▶ **DATA FOR PROCESSING**:
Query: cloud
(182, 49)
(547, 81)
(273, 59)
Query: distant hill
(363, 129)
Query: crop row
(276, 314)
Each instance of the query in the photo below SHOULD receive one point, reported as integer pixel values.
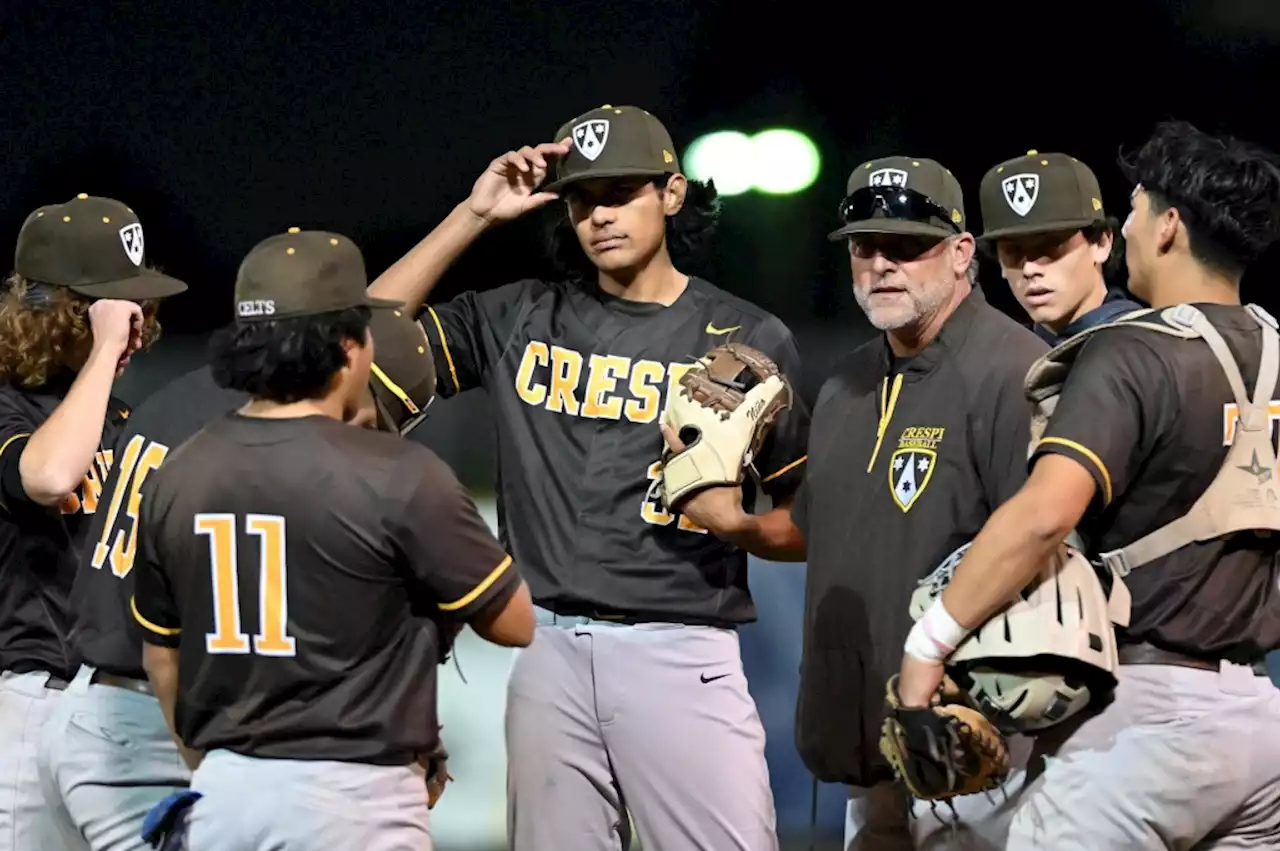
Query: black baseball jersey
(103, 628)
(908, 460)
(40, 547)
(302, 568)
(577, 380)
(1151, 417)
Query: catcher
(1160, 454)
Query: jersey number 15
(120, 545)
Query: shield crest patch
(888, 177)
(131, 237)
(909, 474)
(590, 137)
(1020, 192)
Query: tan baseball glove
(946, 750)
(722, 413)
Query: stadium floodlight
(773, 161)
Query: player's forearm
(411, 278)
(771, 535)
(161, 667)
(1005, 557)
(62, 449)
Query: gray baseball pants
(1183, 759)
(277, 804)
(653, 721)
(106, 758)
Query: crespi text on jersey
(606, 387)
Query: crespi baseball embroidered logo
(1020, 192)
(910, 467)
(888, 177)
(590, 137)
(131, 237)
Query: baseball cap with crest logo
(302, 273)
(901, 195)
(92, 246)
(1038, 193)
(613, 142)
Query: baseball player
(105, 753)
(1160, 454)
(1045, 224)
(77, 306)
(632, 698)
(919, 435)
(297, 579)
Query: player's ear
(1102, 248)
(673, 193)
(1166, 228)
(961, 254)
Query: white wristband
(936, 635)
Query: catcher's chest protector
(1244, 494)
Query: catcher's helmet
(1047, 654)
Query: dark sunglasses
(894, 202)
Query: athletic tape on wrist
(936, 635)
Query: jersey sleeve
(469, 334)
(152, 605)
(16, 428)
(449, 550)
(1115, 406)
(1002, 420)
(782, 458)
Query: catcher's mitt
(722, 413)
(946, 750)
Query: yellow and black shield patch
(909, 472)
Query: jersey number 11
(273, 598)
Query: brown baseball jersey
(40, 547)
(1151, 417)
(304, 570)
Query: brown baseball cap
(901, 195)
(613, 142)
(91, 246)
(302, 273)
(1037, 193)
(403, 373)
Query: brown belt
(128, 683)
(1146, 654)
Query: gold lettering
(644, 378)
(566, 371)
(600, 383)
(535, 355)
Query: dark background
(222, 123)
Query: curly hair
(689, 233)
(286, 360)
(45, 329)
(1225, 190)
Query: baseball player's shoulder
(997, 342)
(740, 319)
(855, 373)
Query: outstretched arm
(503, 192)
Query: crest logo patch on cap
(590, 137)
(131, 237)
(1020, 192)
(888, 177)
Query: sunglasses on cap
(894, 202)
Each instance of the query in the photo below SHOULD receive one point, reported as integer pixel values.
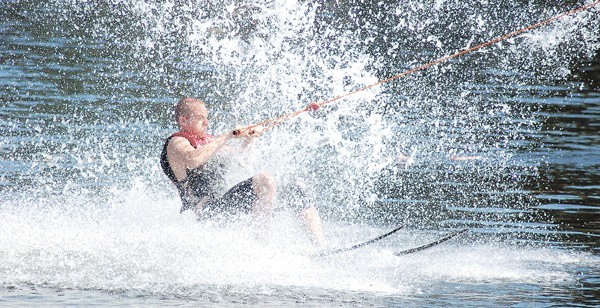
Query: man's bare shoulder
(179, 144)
==
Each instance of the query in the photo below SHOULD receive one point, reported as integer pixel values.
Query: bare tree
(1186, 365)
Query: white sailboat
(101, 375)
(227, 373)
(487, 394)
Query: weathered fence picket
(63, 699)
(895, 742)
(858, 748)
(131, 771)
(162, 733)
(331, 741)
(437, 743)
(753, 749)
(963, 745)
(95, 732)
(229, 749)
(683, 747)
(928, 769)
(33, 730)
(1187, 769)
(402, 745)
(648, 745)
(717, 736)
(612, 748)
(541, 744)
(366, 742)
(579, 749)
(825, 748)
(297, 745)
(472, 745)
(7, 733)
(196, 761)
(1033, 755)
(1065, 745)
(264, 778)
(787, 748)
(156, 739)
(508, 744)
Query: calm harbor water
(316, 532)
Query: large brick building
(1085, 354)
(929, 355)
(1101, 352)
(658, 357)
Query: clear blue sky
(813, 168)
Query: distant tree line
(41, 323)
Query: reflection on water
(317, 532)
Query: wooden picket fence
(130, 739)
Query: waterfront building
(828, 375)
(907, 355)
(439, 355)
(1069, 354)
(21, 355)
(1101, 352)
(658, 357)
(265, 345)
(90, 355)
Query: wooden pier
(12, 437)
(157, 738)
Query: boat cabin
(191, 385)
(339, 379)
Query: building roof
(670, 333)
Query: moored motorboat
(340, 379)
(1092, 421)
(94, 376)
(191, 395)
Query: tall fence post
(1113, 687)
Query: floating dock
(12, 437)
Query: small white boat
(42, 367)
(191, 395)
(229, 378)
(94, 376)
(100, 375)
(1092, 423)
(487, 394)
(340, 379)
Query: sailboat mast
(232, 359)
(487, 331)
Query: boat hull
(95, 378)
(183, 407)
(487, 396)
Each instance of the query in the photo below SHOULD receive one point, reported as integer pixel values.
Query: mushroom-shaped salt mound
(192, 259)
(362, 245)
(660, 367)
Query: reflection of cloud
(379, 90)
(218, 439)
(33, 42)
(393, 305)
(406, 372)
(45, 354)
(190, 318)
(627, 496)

▶ **YOUR GOAL**: How many lines in the rows above contain the string "sunglasses"? Reply with the number only.

▶ **EXERCISE OUTPUT**: 2